Problem description: Return each line of the items below that contains the string "jacket", treating uppercase and lowercase as different.

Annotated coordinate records

--- Start ---

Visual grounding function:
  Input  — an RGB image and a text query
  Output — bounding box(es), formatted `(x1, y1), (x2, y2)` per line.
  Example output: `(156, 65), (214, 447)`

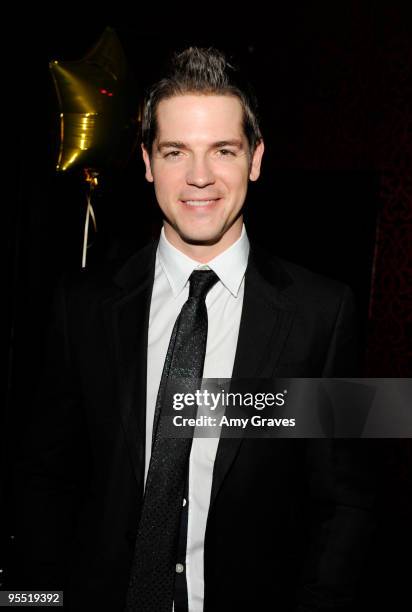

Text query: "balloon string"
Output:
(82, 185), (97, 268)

--- End ---
--- Start ---

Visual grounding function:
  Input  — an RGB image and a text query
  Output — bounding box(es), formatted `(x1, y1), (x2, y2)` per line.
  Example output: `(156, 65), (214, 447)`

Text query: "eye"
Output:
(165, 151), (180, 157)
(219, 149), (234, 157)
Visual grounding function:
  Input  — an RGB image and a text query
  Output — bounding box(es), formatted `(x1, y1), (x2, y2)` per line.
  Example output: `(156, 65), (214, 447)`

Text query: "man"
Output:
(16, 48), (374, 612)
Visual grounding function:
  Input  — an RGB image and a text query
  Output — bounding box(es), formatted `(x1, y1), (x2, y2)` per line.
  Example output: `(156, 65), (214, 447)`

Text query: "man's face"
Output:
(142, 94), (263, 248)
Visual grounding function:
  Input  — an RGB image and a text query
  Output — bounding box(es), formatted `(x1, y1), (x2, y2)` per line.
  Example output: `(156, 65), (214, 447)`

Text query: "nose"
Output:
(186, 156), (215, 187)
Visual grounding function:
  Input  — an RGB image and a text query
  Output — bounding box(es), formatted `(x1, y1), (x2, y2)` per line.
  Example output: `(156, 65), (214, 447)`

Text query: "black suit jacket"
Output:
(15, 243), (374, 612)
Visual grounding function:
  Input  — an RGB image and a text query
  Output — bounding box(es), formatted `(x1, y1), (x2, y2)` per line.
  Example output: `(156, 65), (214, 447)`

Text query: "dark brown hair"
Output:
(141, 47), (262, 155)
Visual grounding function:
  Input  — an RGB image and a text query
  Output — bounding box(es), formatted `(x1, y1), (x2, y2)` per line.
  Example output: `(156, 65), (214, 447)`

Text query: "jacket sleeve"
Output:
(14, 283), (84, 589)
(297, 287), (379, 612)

--- End ---
--- Start ---

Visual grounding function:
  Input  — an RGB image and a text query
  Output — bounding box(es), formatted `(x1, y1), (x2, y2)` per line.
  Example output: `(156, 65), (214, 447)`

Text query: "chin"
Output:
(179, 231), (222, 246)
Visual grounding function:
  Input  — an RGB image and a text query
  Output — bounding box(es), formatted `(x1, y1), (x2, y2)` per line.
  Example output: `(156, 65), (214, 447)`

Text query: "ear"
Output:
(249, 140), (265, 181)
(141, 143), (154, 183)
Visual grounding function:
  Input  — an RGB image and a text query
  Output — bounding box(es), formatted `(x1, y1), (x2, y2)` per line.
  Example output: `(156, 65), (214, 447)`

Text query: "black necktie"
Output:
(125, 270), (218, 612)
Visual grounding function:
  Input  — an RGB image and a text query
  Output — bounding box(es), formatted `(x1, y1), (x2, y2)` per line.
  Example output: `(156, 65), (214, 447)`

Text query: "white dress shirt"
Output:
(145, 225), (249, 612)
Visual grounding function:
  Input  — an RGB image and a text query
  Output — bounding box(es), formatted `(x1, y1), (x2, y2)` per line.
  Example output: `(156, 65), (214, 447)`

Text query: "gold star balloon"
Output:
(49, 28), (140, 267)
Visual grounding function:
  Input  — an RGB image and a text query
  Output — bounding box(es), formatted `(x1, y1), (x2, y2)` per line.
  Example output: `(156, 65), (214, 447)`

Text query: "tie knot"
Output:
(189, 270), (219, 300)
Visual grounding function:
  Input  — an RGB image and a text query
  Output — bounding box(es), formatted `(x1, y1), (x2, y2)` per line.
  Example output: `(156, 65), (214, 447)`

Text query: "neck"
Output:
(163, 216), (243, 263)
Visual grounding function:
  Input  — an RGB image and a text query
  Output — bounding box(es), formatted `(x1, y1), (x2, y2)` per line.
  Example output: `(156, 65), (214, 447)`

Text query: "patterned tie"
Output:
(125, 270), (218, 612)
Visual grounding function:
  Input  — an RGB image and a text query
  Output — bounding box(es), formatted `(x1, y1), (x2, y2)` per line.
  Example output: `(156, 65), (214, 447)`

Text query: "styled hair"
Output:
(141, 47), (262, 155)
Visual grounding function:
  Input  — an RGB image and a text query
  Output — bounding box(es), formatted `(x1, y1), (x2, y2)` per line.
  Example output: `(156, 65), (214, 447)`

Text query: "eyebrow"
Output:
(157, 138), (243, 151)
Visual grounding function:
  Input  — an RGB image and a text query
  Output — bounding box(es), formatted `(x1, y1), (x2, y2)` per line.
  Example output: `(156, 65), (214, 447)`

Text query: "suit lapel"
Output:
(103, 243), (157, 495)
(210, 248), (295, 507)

--- End ---

Expected answer:
Text query: "black suit jacket"
Text query: "jacket sleeve"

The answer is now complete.